§ SHORT TASK: Reproduce every one of the records below verbatim, line for line.

§ DATASET EXTRACT:
_ _ _ _ _ _ _

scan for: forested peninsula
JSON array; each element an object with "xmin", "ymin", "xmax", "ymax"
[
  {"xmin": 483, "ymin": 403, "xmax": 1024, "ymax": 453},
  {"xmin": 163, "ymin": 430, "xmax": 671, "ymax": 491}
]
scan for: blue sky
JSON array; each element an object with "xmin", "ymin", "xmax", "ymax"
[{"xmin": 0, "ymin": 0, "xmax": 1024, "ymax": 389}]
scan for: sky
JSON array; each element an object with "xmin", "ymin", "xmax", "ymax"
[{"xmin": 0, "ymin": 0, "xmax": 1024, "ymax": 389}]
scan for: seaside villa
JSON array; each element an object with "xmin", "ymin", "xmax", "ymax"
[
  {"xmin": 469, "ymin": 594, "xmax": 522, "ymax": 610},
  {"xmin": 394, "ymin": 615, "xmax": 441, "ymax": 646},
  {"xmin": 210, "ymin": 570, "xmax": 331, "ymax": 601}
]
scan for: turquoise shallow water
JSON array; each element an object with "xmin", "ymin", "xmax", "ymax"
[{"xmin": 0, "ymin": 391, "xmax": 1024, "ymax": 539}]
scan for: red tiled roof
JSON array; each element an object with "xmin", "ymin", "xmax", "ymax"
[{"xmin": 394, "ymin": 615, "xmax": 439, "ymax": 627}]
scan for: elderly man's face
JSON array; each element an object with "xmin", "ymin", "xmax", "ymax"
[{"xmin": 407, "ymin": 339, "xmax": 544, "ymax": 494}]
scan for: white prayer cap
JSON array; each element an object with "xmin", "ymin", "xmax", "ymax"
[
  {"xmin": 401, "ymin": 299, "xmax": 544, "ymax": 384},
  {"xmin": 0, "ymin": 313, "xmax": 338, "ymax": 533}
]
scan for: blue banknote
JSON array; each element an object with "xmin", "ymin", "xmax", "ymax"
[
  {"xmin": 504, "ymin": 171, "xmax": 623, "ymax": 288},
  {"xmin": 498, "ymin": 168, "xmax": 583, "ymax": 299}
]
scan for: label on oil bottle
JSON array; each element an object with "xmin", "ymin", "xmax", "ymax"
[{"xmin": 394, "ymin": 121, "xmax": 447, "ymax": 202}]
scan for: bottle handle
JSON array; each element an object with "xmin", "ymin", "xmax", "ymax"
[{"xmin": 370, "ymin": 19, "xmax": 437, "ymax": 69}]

_ _ _ _ _ _ _

§ REPLY TO THE EXERCISE:
scan for: forested peninsula
JSON array; each element an object with "xmin", "ymin", "xmax", "ymax"
[
  {"xmin": 483, "ymin": 403, "xmax": 1024, "ymax": 453},
  {"xmin": 163, "ymin": 430, "xmax": 671, "ymax": 491}
]
scan for: blue sky
JSON array; each element an object with "xmin", "ymin", "xmax", "ymax"
[{"xmin": 0, "ymin": 0, "xmax": 1024, "ymax": 389}]
scan for: sky
JSON array; each element an object with "xmin", "ymin", "xmax", "ymax"
[{"xmin": 0, "ymin": 0, "xmax": 1024, "ymax": 389}]
scan for: seaside villa
JSON array; each element an object with "xmin", "ymin", "xmax", "ymax"
[
  {"xmin": 469, "ymin": 594, "xmax": 522, "ymax": 610},
  {"xmin": 394, "ymin": 615, "xmax": 441, "ymax": 646},
  {"xmin": 210, "ymin": 570, "xmax": 331, "ymax": 601}
]
scan for: turquoise shallow water
JSON array; each element an object with "xmin", "ymin", "xmax", "ymax"
[{"xmin": 0, "ymin": 391, "xmax": 1024, "ymax": 539}]
scan for: red tiled roof
JSON array; each element an object with "xmin", "ymin", "xmax", "ymax"
[{"xmin": 394, "ymin": 615, "xmax": 439, "ymax": 627}]
scan for: elderly man's face
JSON array; each element an object with "xmin", "ymin", "xmax", "ymax"
[{"xmin": 407, "ymin": 339, "xmax": 544, "ymax": 494}]
scan for: white prayer cap
JSON array; each element an object with "xmin", "ymin", "xmax", "ymax"
[
  {"xmin": 401, "ymin": 299, "xmax": 544, "ymax": 384},
  {"xmin": 0, "ymin": 313, "xmax": 338, "ymax": 533}
]
scan for: blue banknote
JSON array; each element an object with "xmin", "ymin", "xmax", "ymax"
[
  {"xmin": 504, "ymin": 171, "xmax": 623, "ymax": 288},
  {"xmin": 498, "ymin": 168, "xmax": 583, "ymax": 299}
]
scan for: label on oil bottle
JSON array; each element an object with "xmin", "ymin", "xmax", "ymax"
[{"xmin": 394, "ymin": 121, "xmax": 447, "ymax": 202}]
scan for: bottle handle
JSON array; each element an object with "xmin", "ymin", "xmax", "ymax"
[{"xmin": 370, "ymin": 19, "xmax": 437, "ymax": 69}]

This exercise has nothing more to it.